* _Problem_: Give the data again, word for word.

Entries supplied start

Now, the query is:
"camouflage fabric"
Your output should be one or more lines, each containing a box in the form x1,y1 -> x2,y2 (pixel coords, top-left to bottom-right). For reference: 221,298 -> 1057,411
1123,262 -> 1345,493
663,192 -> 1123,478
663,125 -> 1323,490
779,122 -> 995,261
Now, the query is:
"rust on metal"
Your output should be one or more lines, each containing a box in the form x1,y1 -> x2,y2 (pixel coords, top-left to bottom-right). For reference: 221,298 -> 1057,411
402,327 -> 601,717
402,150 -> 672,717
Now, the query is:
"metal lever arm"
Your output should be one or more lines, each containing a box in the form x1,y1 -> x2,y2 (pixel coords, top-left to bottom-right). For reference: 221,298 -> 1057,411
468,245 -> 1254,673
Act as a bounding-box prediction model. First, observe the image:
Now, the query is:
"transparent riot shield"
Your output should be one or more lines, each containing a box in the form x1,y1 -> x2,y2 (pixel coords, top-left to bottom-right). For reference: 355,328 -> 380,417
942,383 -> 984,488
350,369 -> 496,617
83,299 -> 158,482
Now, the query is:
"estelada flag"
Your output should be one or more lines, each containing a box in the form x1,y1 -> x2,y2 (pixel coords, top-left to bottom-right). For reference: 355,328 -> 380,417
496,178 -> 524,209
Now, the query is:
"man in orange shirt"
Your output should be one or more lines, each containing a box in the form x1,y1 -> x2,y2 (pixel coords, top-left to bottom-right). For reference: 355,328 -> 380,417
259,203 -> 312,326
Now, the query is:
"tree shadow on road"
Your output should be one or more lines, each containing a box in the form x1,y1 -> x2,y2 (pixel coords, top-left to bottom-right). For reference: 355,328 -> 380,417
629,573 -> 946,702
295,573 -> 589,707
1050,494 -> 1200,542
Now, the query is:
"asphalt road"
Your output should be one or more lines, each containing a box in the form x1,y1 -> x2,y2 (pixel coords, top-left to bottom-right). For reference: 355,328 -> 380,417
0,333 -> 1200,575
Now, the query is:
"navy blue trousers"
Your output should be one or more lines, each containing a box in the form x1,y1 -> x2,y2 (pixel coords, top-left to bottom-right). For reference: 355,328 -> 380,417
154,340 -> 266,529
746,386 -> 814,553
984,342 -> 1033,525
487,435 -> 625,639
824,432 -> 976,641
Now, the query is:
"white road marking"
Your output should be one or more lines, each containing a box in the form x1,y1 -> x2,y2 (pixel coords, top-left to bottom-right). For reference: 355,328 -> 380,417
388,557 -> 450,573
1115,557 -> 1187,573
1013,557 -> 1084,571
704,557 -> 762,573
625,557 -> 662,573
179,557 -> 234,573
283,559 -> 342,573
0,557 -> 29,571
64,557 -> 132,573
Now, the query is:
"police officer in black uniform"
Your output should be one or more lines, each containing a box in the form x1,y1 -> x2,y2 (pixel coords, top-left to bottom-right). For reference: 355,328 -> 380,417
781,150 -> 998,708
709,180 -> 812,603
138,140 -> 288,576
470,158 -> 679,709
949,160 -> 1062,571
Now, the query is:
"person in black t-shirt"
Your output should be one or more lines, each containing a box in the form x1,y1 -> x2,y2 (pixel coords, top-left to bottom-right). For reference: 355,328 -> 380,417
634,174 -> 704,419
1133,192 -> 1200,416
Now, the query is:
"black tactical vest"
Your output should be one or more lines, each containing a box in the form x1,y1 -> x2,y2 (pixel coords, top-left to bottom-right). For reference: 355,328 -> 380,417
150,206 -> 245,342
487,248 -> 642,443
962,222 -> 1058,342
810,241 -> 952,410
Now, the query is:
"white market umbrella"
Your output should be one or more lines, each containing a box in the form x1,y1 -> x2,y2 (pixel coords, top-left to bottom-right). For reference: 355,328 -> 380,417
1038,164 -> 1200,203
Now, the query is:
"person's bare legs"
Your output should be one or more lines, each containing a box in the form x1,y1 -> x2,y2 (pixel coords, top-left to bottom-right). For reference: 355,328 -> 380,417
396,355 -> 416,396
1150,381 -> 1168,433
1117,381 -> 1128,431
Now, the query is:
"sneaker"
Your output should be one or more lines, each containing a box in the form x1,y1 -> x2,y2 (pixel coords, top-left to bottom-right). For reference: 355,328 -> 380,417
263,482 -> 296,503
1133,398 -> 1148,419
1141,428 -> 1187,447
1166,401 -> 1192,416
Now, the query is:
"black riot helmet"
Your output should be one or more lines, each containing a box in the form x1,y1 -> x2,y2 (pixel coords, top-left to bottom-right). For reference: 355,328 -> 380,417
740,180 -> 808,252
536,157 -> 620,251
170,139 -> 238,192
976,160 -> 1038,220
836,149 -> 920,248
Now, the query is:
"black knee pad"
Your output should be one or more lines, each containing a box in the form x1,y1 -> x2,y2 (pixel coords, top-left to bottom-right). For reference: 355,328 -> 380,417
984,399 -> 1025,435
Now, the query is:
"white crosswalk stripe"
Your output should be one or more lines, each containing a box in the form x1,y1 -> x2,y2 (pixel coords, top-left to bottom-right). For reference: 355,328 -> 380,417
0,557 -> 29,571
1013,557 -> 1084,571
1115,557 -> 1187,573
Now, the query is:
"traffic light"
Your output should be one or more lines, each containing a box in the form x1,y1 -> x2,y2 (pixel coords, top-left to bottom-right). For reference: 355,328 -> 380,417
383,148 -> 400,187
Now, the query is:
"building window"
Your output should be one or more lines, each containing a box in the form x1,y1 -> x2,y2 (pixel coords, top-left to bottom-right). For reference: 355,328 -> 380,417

Entries supplied end

* _Output for this task_:
Now, the query is:
"camouflage fabric"
Your output should be one or more lines, each containing a box in the form x1,y1 -> x2,y2 (pixel coords, top-left to bottom-right). For reference: 221,298 -> 1057,411
1123,262 -> 1345,493
663,192 -> 1123,478
663,125 -> 1323,490
779,122 -> 995,261
Now, the query is:
"rust on metal"
Your output should be one or more lines, each containing a box in the form x1,y1 -> x2,y2 (pixel coords, top-left to bottom-right). For reference: 221,298 -> 1057,411
402,327 -> 601,717
402,150 -> 672,717
Now, the query is:
"metal lever arm"
Your output should be one or more lines, each containing a box in the form x1,y1 -> x2,y2 (pixel coords, top-left to bottom-right). For reference: 221,298 -> 1057,411
468,245 -> 1254,673
Act as a bounding-box prediction model. First, observe the image:
Now, the query is:
"transparent riot shield"
Your output should be one or more lines, each containing a box in the form x1,y1 -> x2,y2 (pixel coords, top-left to bottom-right). For reference: 355,328 -> 380,417
942,383 -> 984,488
350,369 -> 496,617
83,299 -> 158,482
Now, the query is:
"estelada flag"
Your output should be one or more lines, each containing a box in the form x1,y1 -> x2,y2 (pixel coords, top-left to bottom-right). For reference: 355,328 -> 380,417
496,178 -> 524,209
Now, the query is:
"man in orange shirt"
Your output should be one or more lines, each containing a box in the form x1,y1 -> x2,y2 (pixel coords, top-left to bottom-right). For reference: 355,328 -> 380,417
259,203 -> 312,326
Now, the query is:
"tree shadow on road"
Your output should be one or more lines, each containing a box in the form x1,y1 -> x2,y2 (pixel coords, top-left to bottom-right). For reference: 355,328 -> 380,417
629,573 -> 946,702
295,573 -> 589,707
1050,494 -> 1200,542
Now, the query is:
"asphalt road"
Your output should be one or more lines, each containing a box in the form x1,y1 -> x2,y2 (pixel coords, top-left to bottom-right). For reference: 355,328 -> 380,417
0,333 -> 1200,575
Now, the query is:
"navy blue trousers"
Your output should be one or more lines, each containing a box in the form x1,y1 -> x2,y2 (pixel coords, top-left to bottom-right). For reference: 355,328 -> 380,417
154,340 -> 266,529
746,386 -> 814,553
984,342 -> 1033,525
487,435 -> 625,639
824,432 -> 976,641
Now, the query is:
"white road marking"
Your output should be one or more lines, each containing a box in the form x1,y1 -> x2,y2 (pixel coords, top-left to bottom-right). For reference: 355,328 -> 380,417
388,557 -> 450,573
1115,557 -> 1187,573
1013,557 -> 1084,571
704,557 -> 762,573
625,557 -> 662,573
179,557 -> 234,573
283,559 -> 342,573
0,557 -> 29,571
64,557 -> 132,573
Now, the query is:
"police officer in black uniform"
Your output should be one or more lines, each containing a box in the form x1,y1 -> x2,y2 (pixel coords, top-left to bottom-right). For reference: 355,328 -> 380,417
781,150 -> 998,708
709,180 -> 812,603
138,140 -> 288,576
470,158 -> 679,709
949,160 -> 1062,571
Now, the query is:
"person in black t-shirt"
Your output should be one or more lines, each containing a box in the form x1,y1 -> x2,y2 (pixel coords, top-left to bottom-right). For reference: 355,328 -> 380,417
634,174 -> 704,419
1133,192 -> 1200,416
Now, the query is:
"black tactical vest"
Your output should be one or more lines, each containing a box in the form x1,y1 -> x2,y2 (pixel coords, top-left to bottom-right). For reference: 355,328 -> 380,417
150,206 -> 245,342
487,248 -> 642,443
962,222 -> 1058,342
810,241 -> 952,410
Now, the query is:
"white market umbrella"
Your output should be one or more lines, each containing a box in the form x1,y1 -> x2,y2 (pixel coords, top-left to bottom-right). For reference: 355,328 -> 380,417
1038,164 -> 1200,203
Now, the query is:
"person's bare legs"
Your output should be one or more lines, each containing a box in the form x1,y1 -> x2,y2 (pixel coords, top-left to bottom-right). For reference: 355,328 -> 380,417
396,355 -> 416,396
1150,381 -> 1168,433
1117,381 -> 1128,431
Now, the query is:
"sneaker"
Your output should be one or more lines, each containing a box in the form x1,y1 -> x2,y2 (pixel coords, top-left to bottom-right). For reference: 355,328 -> 380,417
263,482 -> 296,503
1133,398 -> 1148,419
1141,428 -> 1187,447
1166,401 -> 1192,416
Now, the query is:
"black riot helmet"
Your output should be one or more lines, each containing a box in the form x1,y1 -> x2,y2 (pixel coords, top-left to bottom-right). For reference: 355,328 -> 380,417
740,180 -> 808,252
536,157 -> 620,251
170,139 -> 238,192
976,160 -> 1038,220
836,149 -> 920,248
Now, the query is:
"black knee pad"
Your output should be one or more lines, each containing a box in the form x1,y1 -> x2,y2 (pixel coords, top-left to bottom-right). For reference: 355,328 -> 380,417
984,399 -> 1025,435
Now, the query is:
"white crosswalk stripe"
Your output should be one or more lines, each containing a box in the form x1,y1 -> x2,y2 (pixel coords, top-left to bottom-right). For reference: 355,328 -> 380,417
0,557 -> 29,571
1013,557 -> 1084,571
1115,557 -> 1187,573
Now, the query is:
"traffic light"
Your output should be one or more lines, each containing a box in the form x1,y1 -> x2,y2 (pixel coords, top-left to bottom-right). For reference: 355,328 -> 380,417
383,148 -> 400,187
Now, the query is:
"building window"
Your output should be one or more lines, each containing a box in the form x1,y1 -> x2,y2 (pixel coords, top-left to bottom-right). For reference: 355,328 -> 380,417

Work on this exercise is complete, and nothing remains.